··· Extract

Most pipelines treat artifact promotion as a logistics problem: get the built artifact from the build stage to where the deploy stage can find it. The security question — whether the artifact that arrives is the same artifact that was built — is almost never asked explicitly, and almost never enforced mechanically.

The typical multi-stage flow looks like this: a build job compiles source, produces an image or binary, pushes it to an intermediate store tagged by branch name or build number, and exits. A downstream test job pulls by that same tag, runs tests, and uploads a pass/fail result. A staging job pulls the same tag, deploys, and if smoke tests pass, promotes to production by re-tagging or re-uploading. A production job pulls the production-tagged artifact and deploys.

Each handoff in this chain shares a common property: the artifact is referenced by a mutable identifier — a tag, a filename, a path in an S3 prefix — and the receiving stage does not verify that what it received matches what the previous stage produced. Between any two stages, there is a window in which someone with write access to the intermediate store can replace the artifact. This is the substitution window.

The window is not theoretical. Real-world scenarios where it materialises:

S3 intermediate artifact storage with shared write IAM. A build job uploads build-artifacts/myapp-1.2.3.tar.gz to a shared S3 bucket. The IAM policy that permits the build job to upload also grants write access to other pipelines in the same account — or to an IAM role held by a third-party integration. Between the upload and the deploy job’s download, any principal with s3:PutObject on that prefix can overwrite the object. S3 does not version objects by default. The deploy job downloads and deploys the replacement.

Docker Hub push/pull race on mutable tags. A CI pipeline pushes myorg/myapp:main to Docker Hub, then triggers a downstream job that pulls myorg/myapp:main and scans it. Docker Hub tags are mutable. Another authenticated user with write access to the repository — a compromised machine credential, an overly broad team permission, a co-maintainer — can push a different image to the same tag in the gap between the upstream push and the downstream pull. The scan runs against the replacement.

Artifact registry with broad write IAM in a promotion flow. An artifact is promoted from a dev registry to a staging registry by pulling by tag and re-pushing to staging. Any principal with write access to the staging registry at promotion time can push to the same tag before the deploy job reads it.

······

**What to produce**
Continue the piece on artifact substitution in CI/CD pipelines from where it stops.

··· Recorded data

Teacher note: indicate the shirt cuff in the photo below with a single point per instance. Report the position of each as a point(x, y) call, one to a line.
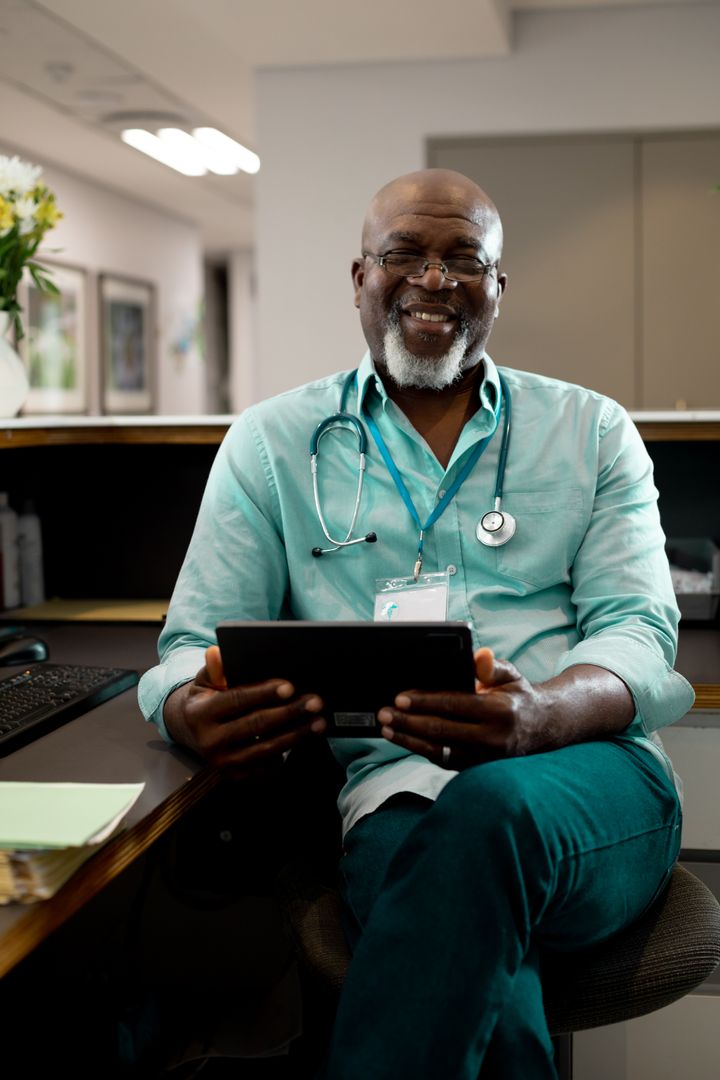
point(661, 694)
point(157, 684)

······

**Result**
npm publish-then-install race. A pipeline publishes an npm package, then a downstream job installs it for integration testing. The package name and version are mutable references: if the registry allows overwrite (some private registries do, or if the version tag was accidentally bumped back), the installed package differs from the published one.

The substitution window attack requires write access to the intermediate store, not to the build system itself. This is a significantly lower privilege threshold. Attackers who cannot compromise your CI runners, your source repositories, or your signing keys may still hold — or be able to obtain — write access to a shared S3 bucket, an artifact registry, or a Docker Hub organisation.

Threat Model

Compromised pipeline credential swapping artifact in object storage. A long-lived IAM access key or service account key with write access to the artifact bucket is exfiltrated from another pipeline that shares the same credentials. The attacker uses it to overwrite the artifact between build upload and deploy download. The deploy job downloads and deploys malware. Blast radius: full production compromise with no build system footprint.

Registry write access substituting a signed image tag between promotion jobs. An attacker obtains write access to the intermediate registry — through a compromised robot account, a leaked Docker Hub personal access token, or a misconfigured IAM role. The build job signed the image with cosign and pushed the signature to the registry. The attacker pushes a malicious image to the same mutable tag. The signature record in the registry now points to the original digest, but the tag resolves to the replacement. A downstream job that verifies the signature against the tag — rather than the digest — will verify a signature that matches neither the current tag referent nor the malicious payload. Pipelines that skip verification after the initial sign step will deploy the replacement without any alert.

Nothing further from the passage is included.